▶ [Required work]:
**A.** In the email thread, which contributing page does Bin say he read through?
**B.** Rewrite the records from the line with "Target: woman in yellow tank top" through the end of the records, swapping "woman" for "person" and leaving everything else unchanged.

▶ [Reading text]:
** Begin **

See proposal 4 on this page:
https://summerofcode.withgoogle.com/organizations/6574602056105984/

On Mon, Jan 27, 2020 at 8:23 PM Rui Wang  wrote:

> Hi Xinbin,
>
> that sounds enough to get started. You can get permission on JIRA and then
> assign JIRA that you want to work on to yourself.
>
>
> -Rui
>
> On Fri, Jan 24, 2020 at 1:22 PM Xinbin Huang 
> wrote:
>
>> Hi Rui,
>>
>> Yes, I would like to contribute to Apache Beam, but I don't have a
>> specific topic of interest in mind.
>>
>> I have reviewed some of the issues on JIRA, and would like to work on
>> some of them. I have read through the contributing page
>> https://beam.apache.org/contribute/ and it gives me an idea about the
>> desired workflow. Besides that, are there any other sources I should refer
>> to?
>>
>> I will open a separate email to get permission on JIRA.
>>
>> Cheers.
>> Bin
>>
>> On Wed, Jan 15, 2020 at 1:16 PM Rui Wang  wrote:
>>
>>> Hi Xinbin,
>>>
>>> I assume you want to contribute to Apache Beam while you are less
>>> experienced, thus you want to seek for some mentorship?
>>>
>>> This topic was discussed before. I don't think we decided to build a
>>> formal mentorship program for Beam. Instead, would you share your interest
>>> first and then probably we could ask if there are people that know the
>>> topic who can actually mentor?

** End **

▶ [Extracted records]:
** Begin **

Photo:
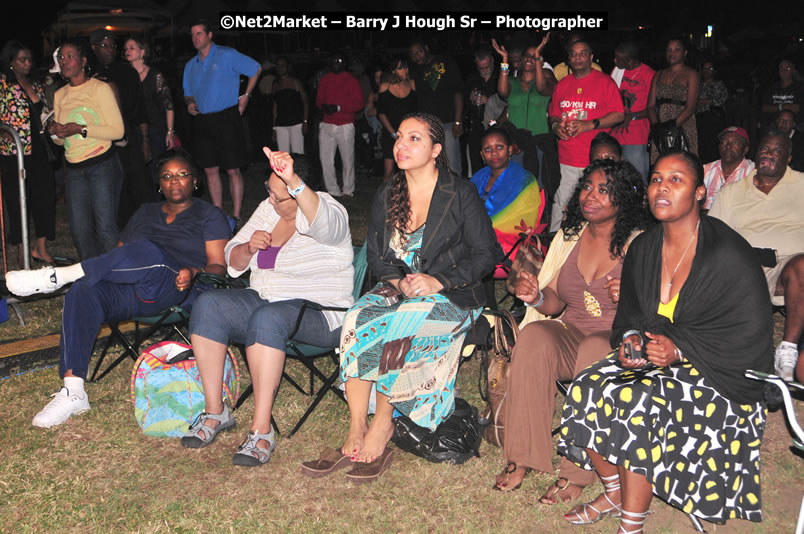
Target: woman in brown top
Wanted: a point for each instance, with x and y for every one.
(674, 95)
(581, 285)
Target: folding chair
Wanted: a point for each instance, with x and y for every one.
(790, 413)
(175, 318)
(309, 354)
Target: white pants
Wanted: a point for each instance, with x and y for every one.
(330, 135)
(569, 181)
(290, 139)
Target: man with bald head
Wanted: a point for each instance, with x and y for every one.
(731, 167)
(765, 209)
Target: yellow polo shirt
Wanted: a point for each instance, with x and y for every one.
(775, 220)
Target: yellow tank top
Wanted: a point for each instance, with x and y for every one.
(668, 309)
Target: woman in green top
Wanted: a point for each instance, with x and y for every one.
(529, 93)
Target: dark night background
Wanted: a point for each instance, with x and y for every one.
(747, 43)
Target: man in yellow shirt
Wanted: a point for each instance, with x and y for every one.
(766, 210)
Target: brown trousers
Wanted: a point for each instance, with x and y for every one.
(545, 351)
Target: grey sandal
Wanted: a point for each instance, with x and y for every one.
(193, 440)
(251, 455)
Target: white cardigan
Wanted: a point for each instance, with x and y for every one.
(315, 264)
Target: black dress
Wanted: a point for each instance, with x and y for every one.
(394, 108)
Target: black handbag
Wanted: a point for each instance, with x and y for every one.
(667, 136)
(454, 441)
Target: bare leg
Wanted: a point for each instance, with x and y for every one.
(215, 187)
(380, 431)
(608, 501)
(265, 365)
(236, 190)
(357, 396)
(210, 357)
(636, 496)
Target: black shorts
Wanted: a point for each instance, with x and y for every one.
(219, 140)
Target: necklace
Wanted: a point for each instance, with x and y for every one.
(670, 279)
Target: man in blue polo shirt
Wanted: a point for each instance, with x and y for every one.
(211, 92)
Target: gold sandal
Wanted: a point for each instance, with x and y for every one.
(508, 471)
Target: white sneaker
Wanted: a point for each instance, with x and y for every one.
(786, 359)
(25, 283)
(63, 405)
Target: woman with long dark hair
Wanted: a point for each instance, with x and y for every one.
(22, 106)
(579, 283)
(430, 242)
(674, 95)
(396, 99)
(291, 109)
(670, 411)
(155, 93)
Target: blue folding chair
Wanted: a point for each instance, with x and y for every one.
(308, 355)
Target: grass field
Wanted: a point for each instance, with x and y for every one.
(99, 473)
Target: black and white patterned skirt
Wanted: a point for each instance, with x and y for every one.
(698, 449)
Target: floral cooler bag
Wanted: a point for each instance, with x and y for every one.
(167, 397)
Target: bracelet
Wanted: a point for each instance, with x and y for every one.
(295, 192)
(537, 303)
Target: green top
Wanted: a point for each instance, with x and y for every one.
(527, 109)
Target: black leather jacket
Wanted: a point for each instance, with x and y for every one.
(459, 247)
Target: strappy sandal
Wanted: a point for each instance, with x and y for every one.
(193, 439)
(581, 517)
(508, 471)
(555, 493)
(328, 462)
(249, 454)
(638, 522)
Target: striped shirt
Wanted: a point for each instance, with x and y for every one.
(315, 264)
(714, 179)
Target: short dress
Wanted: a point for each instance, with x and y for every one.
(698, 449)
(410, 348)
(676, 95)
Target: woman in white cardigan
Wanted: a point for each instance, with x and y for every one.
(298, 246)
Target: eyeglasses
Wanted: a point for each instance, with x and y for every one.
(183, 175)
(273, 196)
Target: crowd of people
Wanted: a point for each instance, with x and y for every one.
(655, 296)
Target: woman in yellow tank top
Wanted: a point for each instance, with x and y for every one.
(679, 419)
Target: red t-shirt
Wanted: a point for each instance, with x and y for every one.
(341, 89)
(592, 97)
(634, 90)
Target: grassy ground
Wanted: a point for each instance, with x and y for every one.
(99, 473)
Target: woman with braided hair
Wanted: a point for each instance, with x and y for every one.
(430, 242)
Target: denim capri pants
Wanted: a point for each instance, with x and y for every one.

** End **

▶ [Outputs by task]:
**A.** https://beam.apache.org/contribute/

**B.**
Target: person in yellow tank top
Wanted: a point for each instance, with x and y for every one.
(679, 419)
Target: red t-shirt
Wanted: a point for each instance, with x and y for every one.
(341, 89)
(592, 97)
(634, 90)
Target: grassy ground
Wanted: a point for each instance, with x and y for every one.
(99, 473)
Target: person with braided hair
Wanted: a point for each instance, with x and y for every one.
(430, 242)
Target: denim capri pants
Wanted: a point for each instance, with x and y for every one.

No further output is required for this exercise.